→ Short task a
Please write out the entries starting with the line that contains "Find snow-covered roof." and going on through the line that contains "left=117, top=372, right=153, bottom=396".
### Excerpted text ###
Who is that coming up from the wilderness, leaning on her beloved? Song of Solomon 8:5
Woe to those who go down to Egypt for help, who rely on horses, who trust in the multitude of their chariots and in the great strength of their horsemen, but do not look to the Holy One of Israel, or seek help from the Lord. Yet he too is wise and can bring disaster; he does not take back his words. He will rise up against that wicked nation, against those who help evildoers. But the Egyptians are mere mortals and not God; their horses are flesh and not spirit. When the Lord stretches out his hand, those who help will stumble, those who are helped will fall; all will perish together. Isaiah 31:1-3
For my people have done two evil things:
They have abandoned me—
the fountain of living water.
And they have dug for themselves cracked cisterns
that can hold no water at all! Jeremiah 2:13
God is raising up a generation who will not trust in horses and chariots of Egypt (income, wealth, politics, and alliances with evil), nor in idolatry, divination, and witchcraft of Canaan (spirit worship, fortune telling, demonic abilities, lawlessness, drug-induced visions, spiritual mediums), but in the power and authority of God alone and His Holy Spirit for our future and present provision, healing, protection, and Kingship.
###
→ Short task b
Answer these questions about the devotional passage, one answer per line:
(i) In the verses from Isaiah, what are the Egyptians said to be instead of God?
(ii) In the verse from Jeremiah, what does the speaker say the people have abandoned?
(iii) In the final paragraph, what does the parenthetical list as the horses and chariots of Egypt?
### Given information ###
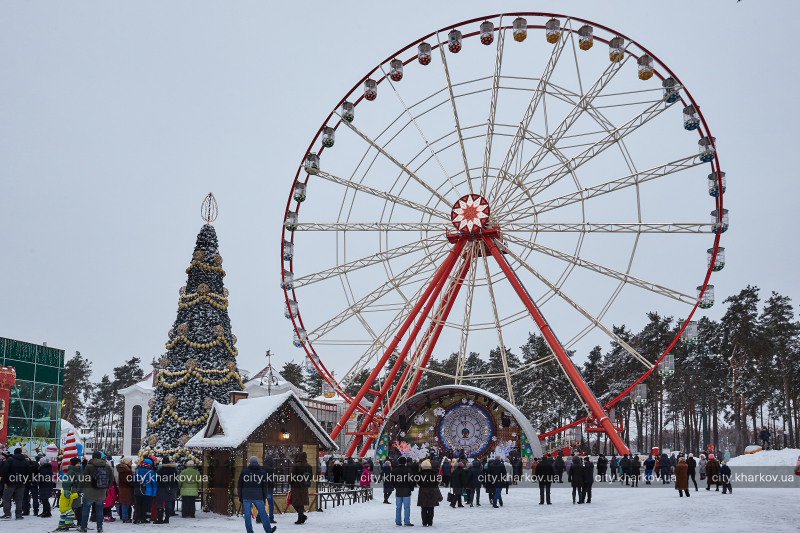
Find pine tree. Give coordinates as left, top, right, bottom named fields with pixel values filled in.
left=61, top=352, right=92, bottom=427
left=281, top=361, right=305, bottom=390
left=145, top=224, right=244, bottom=459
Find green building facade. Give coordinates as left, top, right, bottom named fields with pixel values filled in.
left=0, top=337, right=64, bottom=451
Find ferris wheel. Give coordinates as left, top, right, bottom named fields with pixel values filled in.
left=281, top=13, right=728, bottom=455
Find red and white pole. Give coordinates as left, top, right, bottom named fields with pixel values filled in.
left=483, top=237, right=630, bottom=454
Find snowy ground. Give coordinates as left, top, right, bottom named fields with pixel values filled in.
left=12, top=484, right=800, bottom=533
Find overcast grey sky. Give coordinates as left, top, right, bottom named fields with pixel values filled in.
left=0, top=0, right=800, bottom=379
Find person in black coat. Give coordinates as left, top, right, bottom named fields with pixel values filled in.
left=467, top=459, right=483, bottom=507
left=553, top=452, right=567, bottom=483
left=381, top=459, right=394, bottom=504
left=569, top=457, right=583, bottom=504
left=343, top=457, right=358, bottom=489
left=597, top=453, right=608, bottom=481
left=608, top=454, right=619, bottom=481
left=392, top=457, right=416, bottom=526
left=417, top=459, right=442, bottom=527
left=578, top=456, right=594, bottom=503
left=485, top=459, right=506, bottom=508
left=332, top=459, right=344, bottom=484
left=450, top=461, right=469, bottom=507
left=236, top=457, right=277, bottom=533
left=630, top=455, right=642, bottom=487
left=536, top=455, right=556, bottom=505
left=686, top=453, right=697, bottom=492
left=36, top=457, right=56, bottom=518
left=619, top=453, right=631, bottom=485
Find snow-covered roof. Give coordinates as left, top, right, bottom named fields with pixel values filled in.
left=186, top=391, right=338, bottom=450
left=244, top=365, right=305, bottom=398
left=117, top=372, right=153, bottom=396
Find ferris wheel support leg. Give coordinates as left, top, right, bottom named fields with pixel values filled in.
left=330, top=239, right=463, bottom=440
left=385, top=247, right=472, bottom=415
left=358, top=254, right=472, bottom=457
left=340, top=241, right=465, bottom=457
left=483, top=237, right=630, bottom=454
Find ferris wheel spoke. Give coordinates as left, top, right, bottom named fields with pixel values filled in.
left=500, top=222, right=714, bottom=234
left=490, top=28, right=567, bottom=202
left=481, top=243, right=514, bottom=404
left=381, top=66, right=462, bottom=191
left=497, top=242, right=653, bottom=369
left=340, top=112, right=456, bottom=206
left=508, top=96, right=670, bottom=215
left=308, top=244, right=446, bottom=342
left=506, top=235, right=697, bottom=305
left=505, top=154, right=705, bottom=222
left=480, top=17, right=506, bottom=197
left=295, top=222, right=449, bottom=232
left=316, top=170, right=450, bottom=220
left=294, top=238, right=441, bottom=288
left=498, top=54, right=630, bottom=205
left=436, top=33, right=474, bottom=194
left=455, top=253, right=477, bottom=385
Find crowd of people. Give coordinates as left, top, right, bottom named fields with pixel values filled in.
left=0, top=448, right=201, bottom=533
left=0, top=442, right=733, bottom=533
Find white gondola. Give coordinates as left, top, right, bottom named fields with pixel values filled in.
left=283, top=300, right=297, bottom=318
left=417, top=43, right=432, bottom=65
left=578, top=24, right=594, bottom=51
left=447, top=30, right=464, bottom=54
left=658, top=353, right=675, bottom=376
left=631, top=383, right=647, bottom=404
left=511, top=17, right=528, bottom=43
left=683, top=105, right=700, bottom=131
left=661, top=76, right=681, bottom=104
left=707, top=246, right=725, bottom=272
left=608, top=37, right=625, bottom=63
left=303, top=152, right=319, bottom=176
left=322, top=126, right=336, bottom=148
left=283, top=211, right=297, bottom=231
left=697, top=137, right=717, bottom=163
left=292, top=328, right=308, bottom=348
left=364, top=78, right=378, bottom=102
left=294, top=181, right=306, bottom=202
left=281, top=270, right=294, bottom=291
left=708, top=172, right=725, bottom=198
left=711, top=209, right=730, bottom=233
left=283, top=241, right=294, bottom=261
left=481, top=20, right=494, bottom=46
left=544, top=19, right=561, bottom=44
left=341, top=102, right=356, bottom=122
left=637, top=54, right=655, bottom=80
left=389, top=59, right=403, bottom=81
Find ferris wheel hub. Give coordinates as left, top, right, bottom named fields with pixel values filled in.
left=450, top=194, right=490, bottom=234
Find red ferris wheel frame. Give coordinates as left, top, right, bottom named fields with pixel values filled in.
left=281, top=12, right=724, bottom=456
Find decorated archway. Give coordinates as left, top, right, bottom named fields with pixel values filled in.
left=375, top=385, right=542, bottom=459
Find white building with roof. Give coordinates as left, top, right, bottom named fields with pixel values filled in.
left=117, top=372, right=155, bottom=455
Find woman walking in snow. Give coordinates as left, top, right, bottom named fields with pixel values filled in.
left=675, top=457, right=689, bottom=498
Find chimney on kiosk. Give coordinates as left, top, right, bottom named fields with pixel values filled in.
left=228, top=391, right=250, bottom=405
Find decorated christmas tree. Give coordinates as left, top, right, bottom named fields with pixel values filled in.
left=143, top=194, right=243, bottom=461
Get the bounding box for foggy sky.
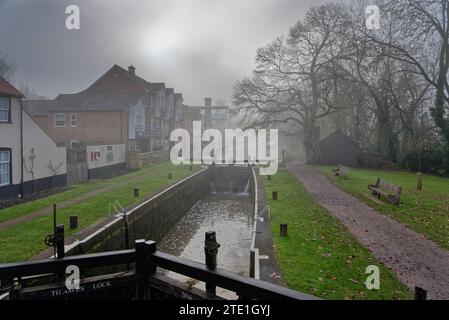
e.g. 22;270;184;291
0;0;325;105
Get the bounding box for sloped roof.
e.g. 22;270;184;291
0;77;24;98
24;91;141;116
23;100;53;116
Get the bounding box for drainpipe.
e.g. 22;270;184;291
20;98;23;197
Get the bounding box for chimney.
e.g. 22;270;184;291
128;65;136;76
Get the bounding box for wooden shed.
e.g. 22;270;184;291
320;130;359;167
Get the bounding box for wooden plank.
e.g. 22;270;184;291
149;252;319;300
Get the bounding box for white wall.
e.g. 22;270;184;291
0;98;21;184
87;144;126;169
23;111;67;182
128;99;146;140
0;98;67;185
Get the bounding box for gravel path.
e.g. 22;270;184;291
288;163;449;299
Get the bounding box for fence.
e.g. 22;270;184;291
139;150;170;166
0;236;318;300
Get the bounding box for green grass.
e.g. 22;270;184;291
264;170;412;299
0;163;189;222
316;166;449;249
0;163;198;263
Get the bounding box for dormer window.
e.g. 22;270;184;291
54;113;65;128
0;96;11;122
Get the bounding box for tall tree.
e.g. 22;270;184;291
234;4;348;163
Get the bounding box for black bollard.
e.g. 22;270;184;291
416;173;422;190
70;214;78;229
55;224;65;259
204;231;220;295
415;287;427;300
280;223;288;238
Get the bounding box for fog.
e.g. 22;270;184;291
0;0;324;105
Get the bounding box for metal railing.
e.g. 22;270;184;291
0;240;318;300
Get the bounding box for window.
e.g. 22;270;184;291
0;149;11;187
70;113;78;128
0;97;11;122
54;113;65;128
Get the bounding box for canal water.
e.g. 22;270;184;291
158;181;253;299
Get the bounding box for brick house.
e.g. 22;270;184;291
24;65;184;152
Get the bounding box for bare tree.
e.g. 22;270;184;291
371;0;449;150
234;4;348;163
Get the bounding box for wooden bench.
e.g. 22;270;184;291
332;165;349;178
368;178;402;205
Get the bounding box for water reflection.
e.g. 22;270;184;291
158;188;253;298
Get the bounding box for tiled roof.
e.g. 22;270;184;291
0;77;24;98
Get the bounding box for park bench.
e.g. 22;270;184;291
332;165;349;178
368;178;402;205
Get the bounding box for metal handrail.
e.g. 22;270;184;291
0;240;318;300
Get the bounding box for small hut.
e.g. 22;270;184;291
320;130;359;167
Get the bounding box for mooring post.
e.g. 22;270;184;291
280;223;288;238
415;287;427;300
416;172;422;190
53;203;56;258
55;224;65;259
204;231;220;295
69;214;78;229
135;239;156;300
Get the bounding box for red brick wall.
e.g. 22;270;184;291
45;111;128;146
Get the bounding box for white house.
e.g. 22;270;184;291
0;78;67;201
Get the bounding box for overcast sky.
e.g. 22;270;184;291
0;0;325;105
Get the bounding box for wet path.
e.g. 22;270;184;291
158;193;253;298
288;164;449;299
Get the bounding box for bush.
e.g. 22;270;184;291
401;148;449;176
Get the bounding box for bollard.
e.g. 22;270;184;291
415;287;427;300
416;172;423;190
204;231;220;295
69;214;78;229
280;223;288;238
55;224;65;259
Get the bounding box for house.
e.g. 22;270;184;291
320;130;359;167
187;98;232;134
25;65;185;152
0;78;66;200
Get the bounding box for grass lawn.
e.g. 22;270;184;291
315;166;449;249
0;162;198;263
263;170;413;299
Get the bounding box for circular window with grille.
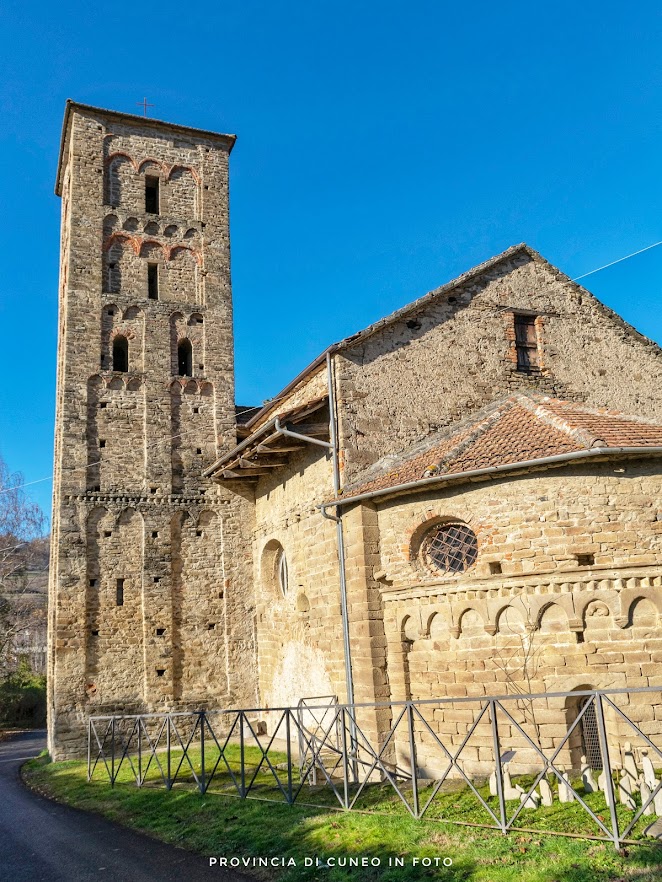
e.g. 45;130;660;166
421;524;478;573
###
→ Full response a
Find snow-covered roof. Give coordinates as left, top, right, bottom named fields with pixel values filled in.
left=186, top=391, right=338, bottom=450
left=244, top=365, right=305, bottom=398
left=117, top=372, right=153, bottom=396

→ Full response b
(i) Mere mortals
(ii) The fountain of living water
(iii) Income, wealth, politics, and alliances with evil